**DIRECTION:** Write out, word for word, only the lines below from the one containing "the castle turret." through the end of the entries, both ends included.

***** DATA SHOWN

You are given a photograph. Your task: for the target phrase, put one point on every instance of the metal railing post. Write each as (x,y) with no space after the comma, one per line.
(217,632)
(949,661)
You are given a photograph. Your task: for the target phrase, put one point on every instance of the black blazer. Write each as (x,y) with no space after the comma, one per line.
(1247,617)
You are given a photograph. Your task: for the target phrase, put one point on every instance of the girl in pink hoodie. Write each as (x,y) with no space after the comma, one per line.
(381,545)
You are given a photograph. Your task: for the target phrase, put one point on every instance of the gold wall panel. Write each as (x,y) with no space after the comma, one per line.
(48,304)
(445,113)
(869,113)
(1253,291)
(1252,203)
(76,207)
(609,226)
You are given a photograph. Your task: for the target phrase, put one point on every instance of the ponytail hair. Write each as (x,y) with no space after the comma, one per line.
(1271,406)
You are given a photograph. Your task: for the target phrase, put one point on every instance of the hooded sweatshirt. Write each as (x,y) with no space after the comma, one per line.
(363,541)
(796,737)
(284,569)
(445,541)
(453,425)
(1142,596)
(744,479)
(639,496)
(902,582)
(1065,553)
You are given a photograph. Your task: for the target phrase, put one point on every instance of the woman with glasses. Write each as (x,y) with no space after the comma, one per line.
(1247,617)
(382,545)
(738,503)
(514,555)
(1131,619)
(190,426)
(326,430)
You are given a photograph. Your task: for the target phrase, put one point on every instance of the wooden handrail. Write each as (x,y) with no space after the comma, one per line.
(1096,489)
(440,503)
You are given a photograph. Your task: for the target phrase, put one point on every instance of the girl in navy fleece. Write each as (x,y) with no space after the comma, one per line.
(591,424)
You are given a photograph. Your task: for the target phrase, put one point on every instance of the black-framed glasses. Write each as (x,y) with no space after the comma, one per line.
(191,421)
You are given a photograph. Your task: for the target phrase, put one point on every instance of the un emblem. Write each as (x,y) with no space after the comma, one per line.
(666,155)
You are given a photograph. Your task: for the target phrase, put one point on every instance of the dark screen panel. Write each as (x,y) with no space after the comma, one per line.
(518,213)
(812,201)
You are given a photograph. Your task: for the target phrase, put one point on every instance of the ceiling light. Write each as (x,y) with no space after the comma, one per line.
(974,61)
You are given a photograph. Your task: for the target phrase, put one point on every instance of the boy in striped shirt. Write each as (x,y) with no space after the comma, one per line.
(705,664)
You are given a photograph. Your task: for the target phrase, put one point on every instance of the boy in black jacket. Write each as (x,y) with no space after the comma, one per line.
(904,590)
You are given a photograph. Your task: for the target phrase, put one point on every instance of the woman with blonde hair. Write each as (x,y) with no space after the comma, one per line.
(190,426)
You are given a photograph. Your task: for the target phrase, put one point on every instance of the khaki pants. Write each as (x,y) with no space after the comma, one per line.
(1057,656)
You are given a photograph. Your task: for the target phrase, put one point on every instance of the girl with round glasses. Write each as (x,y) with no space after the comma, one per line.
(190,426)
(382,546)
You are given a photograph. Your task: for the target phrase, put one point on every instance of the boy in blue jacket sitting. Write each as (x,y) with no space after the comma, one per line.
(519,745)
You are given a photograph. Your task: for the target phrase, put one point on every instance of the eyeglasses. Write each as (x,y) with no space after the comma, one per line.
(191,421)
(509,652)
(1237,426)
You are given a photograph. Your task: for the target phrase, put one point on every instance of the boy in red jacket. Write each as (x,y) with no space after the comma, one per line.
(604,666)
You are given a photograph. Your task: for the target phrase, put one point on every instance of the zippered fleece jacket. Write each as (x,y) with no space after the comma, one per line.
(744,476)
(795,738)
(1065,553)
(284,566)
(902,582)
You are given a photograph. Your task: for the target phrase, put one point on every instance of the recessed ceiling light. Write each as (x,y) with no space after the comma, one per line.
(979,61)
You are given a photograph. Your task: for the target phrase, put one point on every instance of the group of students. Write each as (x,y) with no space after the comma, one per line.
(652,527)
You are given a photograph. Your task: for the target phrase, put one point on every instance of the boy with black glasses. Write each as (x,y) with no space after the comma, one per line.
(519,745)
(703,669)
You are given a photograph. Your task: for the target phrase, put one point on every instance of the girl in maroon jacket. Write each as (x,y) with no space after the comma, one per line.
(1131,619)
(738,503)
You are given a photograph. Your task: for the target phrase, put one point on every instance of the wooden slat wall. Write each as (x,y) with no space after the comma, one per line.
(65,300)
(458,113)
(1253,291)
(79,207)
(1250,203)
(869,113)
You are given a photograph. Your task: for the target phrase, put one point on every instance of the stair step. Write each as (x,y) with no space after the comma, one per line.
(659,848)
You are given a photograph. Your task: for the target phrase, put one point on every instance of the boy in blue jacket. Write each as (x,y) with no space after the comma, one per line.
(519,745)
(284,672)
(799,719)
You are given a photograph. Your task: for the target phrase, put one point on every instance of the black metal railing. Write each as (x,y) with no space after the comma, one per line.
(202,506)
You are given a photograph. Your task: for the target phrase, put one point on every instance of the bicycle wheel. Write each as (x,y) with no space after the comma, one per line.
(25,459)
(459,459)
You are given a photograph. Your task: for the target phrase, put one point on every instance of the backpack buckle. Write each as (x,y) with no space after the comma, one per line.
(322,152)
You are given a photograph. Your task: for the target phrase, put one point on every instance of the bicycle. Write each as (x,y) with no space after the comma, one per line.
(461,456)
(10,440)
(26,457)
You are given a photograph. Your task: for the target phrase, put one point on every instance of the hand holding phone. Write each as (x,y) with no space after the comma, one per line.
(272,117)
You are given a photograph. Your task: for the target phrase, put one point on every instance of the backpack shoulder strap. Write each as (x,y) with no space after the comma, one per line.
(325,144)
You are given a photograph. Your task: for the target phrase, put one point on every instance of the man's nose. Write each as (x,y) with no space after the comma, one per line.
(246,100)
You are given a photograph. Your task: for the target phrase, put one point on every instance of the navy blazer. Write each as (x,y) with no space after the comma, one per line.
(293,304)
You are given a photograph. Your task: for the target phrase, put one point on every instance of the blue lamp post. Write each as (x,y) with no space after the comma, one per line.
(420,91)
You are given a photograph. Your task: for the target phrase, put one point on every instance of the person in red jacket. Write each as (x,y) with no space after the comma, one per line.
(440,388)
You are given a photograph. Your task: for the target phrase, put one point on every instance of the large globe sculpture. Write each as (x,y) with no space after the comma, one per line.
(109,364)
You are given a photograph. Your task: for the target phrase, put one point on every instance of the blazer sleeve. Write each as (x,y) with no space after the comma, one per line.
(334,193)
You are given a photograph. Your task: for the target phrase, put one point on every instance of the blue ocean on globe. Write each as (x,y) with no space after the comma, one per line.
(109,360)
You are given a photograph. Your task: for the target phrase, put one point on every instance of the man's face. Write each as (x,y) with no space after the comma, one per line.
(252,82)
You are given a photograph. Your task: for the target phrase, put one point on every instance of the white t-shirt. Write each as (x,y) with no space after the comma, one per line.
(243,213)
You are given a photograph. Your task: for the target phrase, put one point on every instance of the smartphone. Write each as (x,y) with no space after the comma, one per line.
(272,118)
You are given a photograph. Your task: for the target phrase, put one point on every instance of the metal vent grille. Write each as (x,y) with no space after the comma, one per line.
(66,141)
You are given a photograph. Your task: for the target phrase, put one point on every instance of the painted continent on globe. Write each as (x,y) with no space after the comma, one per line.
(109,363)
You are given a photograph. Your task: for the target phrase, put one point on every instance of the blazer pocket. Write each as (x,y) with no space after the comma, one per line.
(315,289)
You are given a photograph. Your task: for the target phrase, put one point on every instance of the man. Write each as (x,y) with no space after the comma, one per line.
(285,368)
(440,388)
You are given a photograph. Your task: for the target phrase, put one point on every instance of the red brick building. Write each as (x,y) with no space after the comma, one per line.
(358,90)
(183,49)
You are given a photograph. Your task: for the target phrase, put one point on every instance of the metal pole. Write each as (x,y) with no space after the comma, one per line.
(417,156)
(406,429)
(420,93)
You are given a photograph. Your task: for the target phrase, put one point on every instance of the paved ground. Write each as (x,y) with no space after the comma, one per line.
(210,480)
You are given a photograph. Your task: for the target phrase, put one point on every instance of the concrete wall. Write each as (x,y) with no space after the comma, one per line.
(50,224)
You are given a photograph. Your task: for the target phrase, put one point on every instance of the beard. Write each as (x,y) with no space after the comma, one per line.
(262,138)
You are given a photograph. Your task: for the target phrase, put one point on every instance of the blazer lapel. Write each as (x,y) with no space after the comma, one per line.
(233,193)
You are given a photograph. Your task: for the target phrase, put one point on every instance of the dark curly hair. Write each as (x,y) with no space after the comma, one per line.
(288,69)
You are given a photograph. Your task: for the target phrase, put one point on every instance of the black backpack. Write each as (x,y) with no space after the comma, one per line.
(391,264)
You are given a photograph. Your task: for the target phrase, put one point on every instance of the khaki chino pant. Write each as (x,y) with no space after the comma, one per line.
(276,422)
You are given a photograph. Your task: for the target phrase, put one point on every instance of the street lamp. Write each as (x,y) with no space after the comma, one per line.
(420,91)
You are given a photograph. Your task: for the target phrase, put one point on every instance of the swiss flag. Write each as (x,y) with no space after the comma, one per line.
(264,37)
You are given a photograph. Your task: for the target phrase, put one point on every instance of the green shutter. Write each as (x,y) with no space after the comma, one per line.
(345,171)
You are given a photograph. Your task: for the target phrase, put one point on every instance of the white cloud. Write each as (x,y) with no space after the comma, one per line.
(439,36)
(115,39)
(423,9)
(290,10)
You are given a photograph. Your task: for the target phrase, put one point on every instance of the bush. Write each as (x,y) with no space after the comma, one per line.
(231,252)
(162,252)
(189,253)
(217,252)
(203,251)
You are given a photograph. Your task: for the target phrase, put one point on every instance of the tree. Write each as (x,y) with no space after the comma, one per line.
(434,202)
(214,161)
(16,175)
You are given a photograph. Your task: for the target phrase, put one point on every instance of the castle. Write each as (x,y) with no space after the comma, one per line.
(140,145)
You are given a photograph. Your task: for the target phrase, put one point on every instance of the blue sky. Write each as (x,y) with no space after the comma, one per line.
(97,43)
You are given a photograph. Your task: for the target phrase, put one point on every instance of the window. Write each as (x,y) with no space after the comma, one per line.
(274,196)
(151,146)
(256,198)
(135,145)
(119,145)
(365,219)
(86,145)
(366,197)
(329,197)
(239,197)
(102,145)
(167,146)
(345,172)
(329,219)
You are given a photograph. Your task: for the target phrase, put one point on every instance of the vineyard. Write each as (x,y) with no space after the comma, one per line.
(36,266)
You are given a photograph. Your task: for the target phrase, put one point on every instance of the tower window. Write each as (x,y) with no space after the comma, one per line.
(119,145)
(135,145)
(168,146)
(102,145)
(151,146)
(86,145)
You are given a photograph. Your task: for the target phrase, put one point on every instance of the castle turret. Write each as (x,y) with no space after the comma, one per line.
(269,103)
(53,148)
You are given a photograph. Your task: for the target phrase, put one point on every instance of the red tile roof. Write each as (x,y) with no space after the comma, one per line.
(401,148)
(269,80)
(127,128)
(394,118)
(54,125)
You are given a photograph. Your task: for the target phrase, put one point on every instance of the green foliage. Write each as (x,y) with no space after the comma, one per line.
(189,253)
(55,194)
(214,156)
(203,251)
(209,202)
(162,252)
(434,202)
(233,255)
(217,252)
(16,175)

**********

**RESULT FOR THIS TASK:**
You are given a photograph. Your task: for the target phrase, put one point on every instance of the castle turret. Write each as (x,y) with no space after the comma, one per line.
(269,103)
(53,148)
You are given a photograph. Your task: for the target phrase, put one point on every instance of the red tile roof. Write each as (x,y) with no space after the comma, one per line.
(401,148)
(269,80)
(127,128)
(394,118)
(54,125)
You are given a photograph. Your task: for the target phrase, put one point on every instance of the green foliage. Write each as (x,y) with no space after the comma, one per line.
(189,253)
(55,194)
(214,156)
(203,251)
(209,202)
(162,252)
(434,202)
(233,255)
(217,252)
(16,175)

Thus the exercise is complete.